■ TASK OBJECTIVE ■
Present the lines as a Markdown table with the columns "Row" and "Line", numbering each row and leaving out blank lines. Begin at the line containing "Target: green shrub" and stop after the line containing "292], [98, 287]]".

■ GIVEN DATA ■
·····
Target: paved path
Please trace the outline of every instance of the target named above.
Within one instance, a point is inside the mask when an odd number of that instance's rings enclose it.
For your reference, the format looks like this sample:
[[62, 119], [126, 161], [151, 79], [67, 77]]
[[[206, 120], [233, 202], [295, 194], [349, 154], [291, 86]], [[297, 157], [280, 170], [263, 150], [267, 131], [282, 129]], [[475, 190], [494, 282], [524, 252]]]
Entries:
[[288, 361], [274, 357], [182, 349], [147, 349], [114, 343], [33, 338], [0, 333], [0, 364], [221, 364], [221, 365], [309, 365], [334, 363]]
·····
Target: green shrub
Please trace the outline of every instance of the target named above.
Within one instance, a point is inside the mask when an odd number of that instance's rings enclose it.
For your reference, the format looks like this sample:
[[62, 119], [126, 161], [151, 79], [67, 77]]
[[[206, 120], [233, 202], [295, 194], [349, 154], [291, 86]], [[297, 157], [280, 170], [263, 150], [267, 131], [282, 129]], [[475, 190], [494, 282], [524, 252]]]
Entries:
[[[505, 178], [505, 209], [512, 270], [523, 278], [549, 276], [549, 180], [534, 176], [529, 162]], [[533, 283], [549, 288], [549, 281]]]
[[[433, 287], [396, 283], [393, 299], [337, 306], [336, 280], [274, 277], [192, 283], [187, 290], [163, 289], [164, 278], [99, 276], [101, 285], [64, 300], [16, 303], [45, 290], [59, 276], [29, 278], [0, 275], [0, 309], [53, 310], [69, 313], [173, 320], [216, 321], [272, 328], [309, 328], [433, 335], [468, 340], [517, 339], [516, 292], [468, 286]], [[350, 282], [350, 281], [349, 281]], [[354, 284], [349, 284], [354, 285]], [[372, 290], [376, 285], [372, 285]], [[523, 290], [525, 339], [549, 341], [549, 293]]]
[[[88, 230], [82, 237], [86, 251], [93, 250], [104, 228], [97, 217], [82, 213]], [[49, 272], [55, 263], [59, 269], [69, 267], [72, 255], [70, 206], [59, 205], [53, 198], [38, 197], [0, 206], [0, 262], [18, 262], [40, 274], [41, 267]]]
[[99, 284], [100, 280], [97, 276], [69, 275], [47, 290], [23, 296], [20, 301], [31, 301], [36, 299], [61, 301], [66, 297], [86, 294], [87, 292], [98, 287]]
·····
■ OUTPUT ■
| Row | Line |
|---|---|
| 1 | Target: green shrub |
| 2 | Please trace the outline of every instance of the target named above. |
| 3 | Within one instance, a point is inside the mask when an odd number of that instance's rings enclose it. |
| 4 | For your reference, the format looks like this sample: |
| 5 | [[62, 119], [126, 161], [151, 79], [67, 77]] |
| 6 | [[[206, 120], [233, 202], [295, 194], [349, 154], [291, 86]], [[297, 157], [280, 170], [263, 150], [267, 131], [282, 129]], [[475, 190], [494, 282], [524, 252]]] |
| 7 | Entries: |
| 8 | [[[505, 178], [505, 209], [512, 270], [523, 278], [549, 276], [549, 180], [534, 176], [529, 162]], [[533, 283], [549, 288], [549, 281]]] |
| 9 | [[[433, 287], [396, 283], [393, 299], [337, 306], [336, 280], [274, 277], [192, 283], [187, 290], [163, 289], [164, 278], [99, 276], [101, 285], [64, 300], [16, 303], [45, 290], [59, 276], [29, 278], [0, 275], [0, 309], [53, 310], [69, 313], [173, 320], [216, 321], [272, 328], [309, 328], [433, 335], [468, 340], [517, 339], [516, 292], [468, 286]], [[350, 282], [350, 281], [349, 281]], [[354, 284], [349, 284], [354, 285]], [[372, 290], [376, 285], [372, 285]], [[523, 290], [525, 339], [549, 341], [549, 293]]] |
| 10 | [[[88, 230], [82, 237], [86, 251], [93, 250], [104, 228], [97, 217], [82, 213]], [[49, 272], [55, 263], [59, 269], [69, 267], [72, 255], [70, 206], [59, 205], [53, 198], [38, 197], [0, 206], [0, 262], [18, 262], [40, 274], [41, 267]]] |
| 11 | [[99, 284], [100, 280], [97, 276], [69, 275], [47, 290], [23, 296], [20, 301], [31, 301], [36, 299], [61, 301], [66, 297], [86, 294], [87, 292], [98, 287]] |